Records excerpted from a collection:
----------------------------------------

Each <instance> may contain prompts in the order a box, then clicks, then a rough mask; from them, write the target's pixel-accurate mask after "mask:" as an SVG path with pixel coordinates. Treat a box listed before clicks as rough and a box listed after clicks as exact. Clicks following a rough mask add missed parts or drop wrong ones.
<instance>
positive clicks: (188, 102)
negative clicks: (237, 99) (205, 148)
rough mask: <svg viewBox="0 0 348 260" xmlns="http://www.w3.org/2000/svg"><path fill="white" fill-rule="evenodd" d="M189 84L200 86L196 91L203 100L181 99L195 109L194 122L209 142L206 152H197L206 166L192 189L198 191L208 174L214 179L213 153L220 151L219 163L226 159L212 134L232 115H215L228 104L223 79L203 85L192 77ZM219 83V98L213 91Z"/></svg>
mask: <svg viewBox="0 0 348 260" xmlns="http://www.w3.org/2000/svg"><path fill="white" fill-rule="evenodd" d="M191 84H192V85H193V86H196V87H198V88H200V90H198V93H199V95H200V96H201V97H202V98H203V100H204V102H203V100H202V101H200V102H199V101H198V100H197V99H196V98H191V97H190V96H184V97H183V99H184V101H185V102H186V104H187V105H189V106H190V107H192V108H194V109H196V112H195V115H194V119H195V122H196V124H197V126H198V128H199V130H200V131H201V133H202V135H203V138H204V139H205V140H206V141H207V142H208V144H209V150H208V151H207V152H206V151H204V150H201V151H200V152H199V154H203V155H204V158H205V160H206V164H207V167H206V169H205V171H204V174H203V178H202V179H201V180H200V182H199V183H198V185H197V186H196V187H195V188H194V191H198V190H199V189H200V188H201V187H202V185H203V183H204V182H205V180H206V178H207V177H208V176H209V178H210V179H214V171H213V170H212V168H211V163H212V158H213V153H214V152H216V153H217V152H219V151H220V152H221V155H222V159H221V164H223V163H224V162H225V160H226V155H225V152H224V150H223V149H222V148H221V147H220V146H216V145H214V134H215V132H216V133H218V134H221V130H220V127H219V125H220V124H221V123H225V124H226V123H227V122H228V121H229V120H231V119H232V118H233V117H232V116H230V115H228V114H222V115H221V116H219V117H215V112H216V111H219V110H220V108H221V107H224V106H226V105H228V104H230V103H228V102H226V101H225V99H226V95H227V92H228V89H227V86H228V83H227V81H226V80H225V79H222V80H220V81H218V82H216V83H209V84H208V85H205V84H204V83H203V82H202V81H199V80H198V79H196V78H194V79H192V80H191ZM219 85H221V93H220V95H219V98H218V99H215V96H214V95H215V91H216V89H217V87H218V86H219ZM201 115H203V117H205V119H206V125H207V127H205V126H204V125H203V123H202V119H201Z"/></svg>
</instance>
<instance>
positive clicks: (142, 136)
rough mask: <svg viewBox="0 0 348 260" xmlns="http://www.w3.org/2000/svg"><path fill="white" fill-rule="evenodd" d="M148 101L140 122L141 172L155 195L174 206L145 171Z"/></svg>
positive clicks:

----------------------------------------

EXERCISE. The answer should be a single number: how many lines in the entries contain "clicks".

TASK RESULT. 5